» What you have to do
Write out the following records line for line, with no changes.

Saved entries:
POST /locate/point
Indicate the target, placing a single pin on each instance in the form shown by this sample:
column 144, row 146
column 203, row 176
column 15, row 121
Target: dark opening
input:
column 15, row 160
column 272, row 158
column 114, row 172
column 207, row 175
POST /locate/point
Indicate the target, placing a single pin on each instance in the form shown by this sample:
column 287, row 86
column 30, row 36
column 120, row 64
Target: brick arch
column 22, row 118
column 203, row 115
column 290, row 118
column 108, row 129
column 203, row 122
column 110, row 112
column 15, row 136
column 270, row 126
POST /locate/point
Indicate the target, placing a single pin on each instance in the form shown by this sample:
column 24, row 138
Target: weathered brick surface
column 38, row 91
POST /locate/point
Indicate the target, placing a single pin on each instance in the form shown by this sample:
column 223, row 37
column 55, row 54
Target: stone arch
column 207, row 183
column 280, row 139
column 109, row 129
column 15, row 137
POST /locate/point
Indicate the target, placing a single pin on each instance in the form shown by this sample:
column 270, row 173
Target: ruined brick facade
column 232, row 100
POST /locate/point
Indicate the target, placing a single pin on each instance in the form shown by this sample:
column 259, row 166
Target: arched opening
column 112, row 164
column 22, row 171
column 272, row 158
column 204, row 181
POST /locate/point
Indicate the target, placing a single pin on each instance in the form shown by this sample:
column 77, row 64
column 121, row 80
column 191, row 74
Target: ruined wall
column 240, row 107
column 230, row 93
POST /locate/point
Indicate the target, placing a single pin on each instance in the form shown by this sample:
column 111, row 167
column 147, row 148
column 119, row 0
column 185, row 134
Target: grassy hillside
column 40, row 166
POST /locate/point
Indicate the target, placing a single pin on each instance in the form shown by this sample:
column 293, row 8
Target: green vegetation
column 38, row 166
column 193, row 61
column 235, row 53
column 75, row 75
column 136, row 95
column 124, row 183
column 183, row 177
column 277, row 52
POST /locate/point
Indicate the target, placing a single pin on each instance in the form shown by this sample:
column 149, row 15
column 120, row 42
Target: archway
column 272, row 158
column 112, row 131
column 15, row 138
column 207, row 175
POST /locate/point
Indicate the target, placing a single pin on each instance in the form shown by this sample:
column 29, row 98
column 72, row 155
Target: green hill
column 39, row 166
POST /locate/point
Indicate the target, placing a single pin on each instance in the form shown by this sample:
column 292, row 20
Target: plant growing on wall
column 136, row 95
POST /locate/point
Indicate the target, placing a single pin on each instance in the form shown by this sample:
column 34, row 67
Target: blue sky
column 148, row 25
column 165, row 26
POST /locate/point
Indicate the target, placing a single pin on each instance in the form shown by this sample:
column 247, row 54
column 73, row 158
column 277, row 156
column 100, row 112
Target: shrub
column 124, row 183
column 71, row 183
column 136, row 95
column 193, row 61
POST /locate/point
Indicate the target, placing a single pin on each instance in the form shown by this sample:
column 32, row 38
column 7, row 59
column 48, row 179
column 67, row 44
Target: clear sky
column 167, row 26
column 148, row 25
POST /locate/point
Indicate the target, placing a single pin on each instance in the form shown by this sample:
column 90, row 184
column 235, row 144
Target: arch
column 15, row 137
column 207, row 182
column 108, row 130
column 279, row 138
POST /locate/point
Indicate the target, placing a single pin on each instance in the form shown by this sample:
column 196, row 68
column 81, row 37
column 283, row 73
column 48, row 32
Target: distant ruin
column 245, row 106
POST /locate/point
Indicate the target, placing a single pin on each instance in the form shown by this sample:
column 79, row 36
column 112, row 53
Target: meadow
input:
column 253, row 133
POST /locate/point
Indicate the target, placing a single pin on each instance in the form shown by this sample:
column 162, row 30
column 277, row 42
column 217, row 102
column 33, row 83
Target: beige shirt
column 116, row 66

» Result
POST /locate/point
Indicate the target, placing a single pin on each instance in the form shown by this sample:
column 144, row 146
column 203, row 176
column 15, row 121
Target: dark opening
input:
column 15, row 160
column 272, row 158
column 114, row 172
column 207, row 175
POST /locate/point
Indicate the target, placing a single pin on each instance in the form shown by this sample:
column 287, row 86
column 30, row 36
column 120, row 64
Target: brick arch
column 22, row 118
column 203, row 115
column 290, row 118
column 108, row 129
column 203, row 122
column 110, row 112
column 15, row 136
column 270, row 126
POST /locate/point
Indicate the target, placing a single pin on each instance in the form shown by this sample:
column 24, row 138
Target: weathered brick surface
column 38, row 91
POST /locate/point
Indicate the target, placing a single pin on each instance in the form shown by this sample:
column 223, row 37
column 55, row 54
Target: stone arch
column 207, row 183
column 280, row 139
column 109, row 129
column 15, row 137
POST /locate/point
Indicate the target, placing a single pin on each instance in the form shown by this sample:
column 270, row 173
Target: ruined brick facade
column 232, row 100
POST /locate/point
Indicate the target, placing a single pin on each instance in the form shown by this sample:
column 259, row 166
Target: arched opening
column 112, row 164
column 22, row 171
column 272, row 158
column 204, row 181
POST /locate/point
Indicate the target, placing a single pin on each instance in the form shown by this sample:
column 77, row 64
column 121, row 80
column 191, row 74
Target: ruined wall
column 240, row 107
column 230, row 93
POST /locate/point
Indicate the target, placing a single pin on each instance in the form shown by this sample:
column 111, row 167
column 147, row 148
column 119, row 0
column 185, row 134
Target: grassy hillside
column 40, row 166
POST /locate/point
Indicate the target, placing a single pin on each instance in the form shown by this sample:
column 293, row 8
Target: green vegetation
column 38, row 166
column 193, row 61
column 235, row 53
column 75, row 75
column 136, row 95
column 124, row 183
column 183, row 177
column 277, row 52
POST /locate/point
Indicate the target, placing a single pin on each instance in the form shown by this sample:
column 149, row 15
column 120, row 42
Target: archway
column 272, row 158
column 112, row 131
column 15, row 138
column 207, row 175
POST /locate/point
Indicate the target, placing a single pin on each instance in the form shown by this sample:
column 29, row 98
column 72, row 155
Target: green hill
column 39, row 166
POST /locate/point
Indicate the target, placing a single pin on each instance in the form shown by this sample:
column 292, row 20
Target: plant growing on wall
column 136, row 95
POST /locate/point
Indicate the target, placing a single pin on each instance in the form shown by this sample:
column 34, row 67
Target: blue sky
column 148, row 25
column 165, row 26
POST /locate/point
Indicate the target, placing a single pin on each instance in the form shown by this sample:
column 247, row 54
column 73, row 158
column 277, row 156
column 100, row 112
Target: shrub
column 124, row 183
column 71, row 183
column 136, row 95
column 193, row 61
POST /locate/point
Indicate the target, placing a single pin on each instance in the form shown by this sample:
column 32, row 38
column 7, row 59
column 48, row 179
column 67, row 44
Target: clear sky
column 167, row 26
column 148, row 25
POST /locate/point
Indicate the target, placing a single pin on each instance in the form shown by this sample:
column 90, row 184
column 235, row 144
Target: arch
column 15, row 137
column 207, row 182
column 108, row 130
column 279, row 138
POST /locate/point
Indicate the target, placing a single pin on each instance in the form shown by this sample:
column 196, row 68
column 81, row 37
column 283, row 73
column 48, row 32
Target: distant ruin
column 245, row 106
POST /locate/point
Indicate the target, placing a single pin on each instance in the form shown by this sample:
column 79, row 36
column 112, row 53
Target: meadow
input:
column 253, row 133
POST /locate/point
Indicate the target, placing a single pin on each instance in the form shown by this sample:
column 162, row 30
column 277, row 42
column 217, row 102
column 33, row 83
Target: beige shirt
column 116, row 66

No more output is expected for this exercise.